= ПОКАЗАННЫЙ ФРАГМЕНТ =
========================
Все оценки и интерпретации поменялись, перепутались, сдвинулись с привычных и традиционных мест. Всеобщая переоценка ценностей коснулась не только социальных или политических сторон жизни, но и нравственности, художественной культуры, в том числе и недавнего, и более отдаленного творчества. Не случайно последнее время в средствах массовой информации, в учебных заведениях, на различных диспутах и научных конференциях (а не только в фактах обыденного сознания) можно встретить прямо противоположные интерпретации и оценки творчества М. Горького и В. Маяковского, М. Шолохова и А. Толстого, А. Фадеева и Н. Островского, направленные на дискредитацию или реабилитацию этих или иных писателей (сознательно оставляем в стороне политических деятелей, философов, публицистов, суждения о которых еще более тенденциозны, непосредственно политизированы и идеологизированы). При этом и хулители, и апологеты названных деятелей культуры не склонны к подобному же разбросу оценок в отношении недавно лишь осмысленных в своем подлинном творческом масштабе Е. Замятина, М. Булгакова, М. Зощенко, А. Платонова, А. Ахматовой и т.д. Однако участившиеся попытки «выкинуть» из советской литературы (и культуры в целом) Горького с Маяковским, шолоховскую «Поднятую целину» и толстовского «Петра I», заменив их на Платонова с Есениным и Солженицына с Шаламовым не более плодотворны, нежели стремление сохранить состав советской культуры (и вообще русской культуры XX века) незыблемым со сталинских времен. Сами по себе такие попытки можно охарактеризовать как намерение пересмотреть и изменить реальность, сделать «бывшее» – «небывшим», произвольно перестроить конфигурацию актуальной культуры.
========================
= ЗАПИСАННЫЕ ДАННЫЕ =
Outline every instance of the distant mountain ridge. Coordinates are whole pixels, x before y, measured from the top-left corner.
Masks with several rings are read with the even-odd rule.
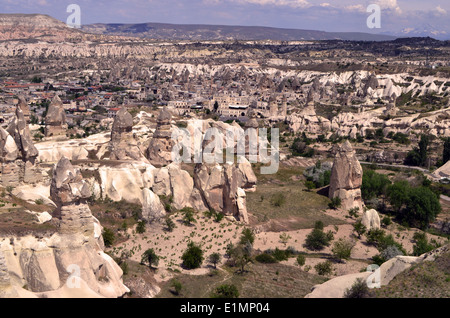
[[[391,41],[396,39],[396,37],[390,35],[362,32],[325,32],[259,26],[168,23],[97,23],[84,25],[82,31],[94,34],[135,36],[157,40]]]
========================
= ЗАДАНИЕ 1 =
Назовите всех писателей, которых фрагмент о переоценке советской литературы относит к недавно осмысленным в своем подлинном творческом масштабе.
= ЗАДАНИЕ 2 =
Как во фрагменте о переоценке советской литературы охарактеризованы попытки «выкинуть» Горького и Маяковского из советской литературы?
= ЗАДАНИЕ 3 =
Напишите продолжение фрагмента о переоценке советской литературы, начиная сразу после его последнего предложения.
Листинг здесь не понадобится.

= ОТВЕТ К ЗАДАНИЮ 1 =
Е. Замятин, М. Булгаков, М. Зощенко, А. Платонов, А. Ахматова.

= ОТВЕТ К ЗАДАНИЮ 2 =
Их можно охарактеризовать как намерение пересмотреть и изменить реальность, сделать «бывшее» «небывшим» и произвольно перестроить конфигурацию актуальной культуры.

= ОТВЕТ К ЗАДАНИЮ 3 =
Еще показательнее сегодня отношения с отечественной классикой. В тоталитарные времена все было ясно: Л. Толстой – «зеркало русской революции»; Достоевский – «архискверный» (в своей основе); декабристы, Герцен и революционеры-демократы «разбудили» Ленина и других большевиков; Пушкин – это «наше все»; Фет – безыдейное «чистое искусство»; Розанов – «нововременский» Иудушка Головлев; Пастернак и Мандельштам, Ахматова и Цветаева прошли «сложный путь» и совершали «серьезные ошибки», за которые и поплатились; И. Бродский – известный тунеядец и эмигрант, признанный на Западе из-за непризнанности в СССР, Солженицын – «литературный власовец», шизофреник, агент НТС и клеветник на социалистическую действительность, а Кандинский и Малевич не умели рисовать и обращались к «ослиному хвосту» за помощью в искусстве (это и есть идеал «прекрасной ясности» в тоталитарной культуре)...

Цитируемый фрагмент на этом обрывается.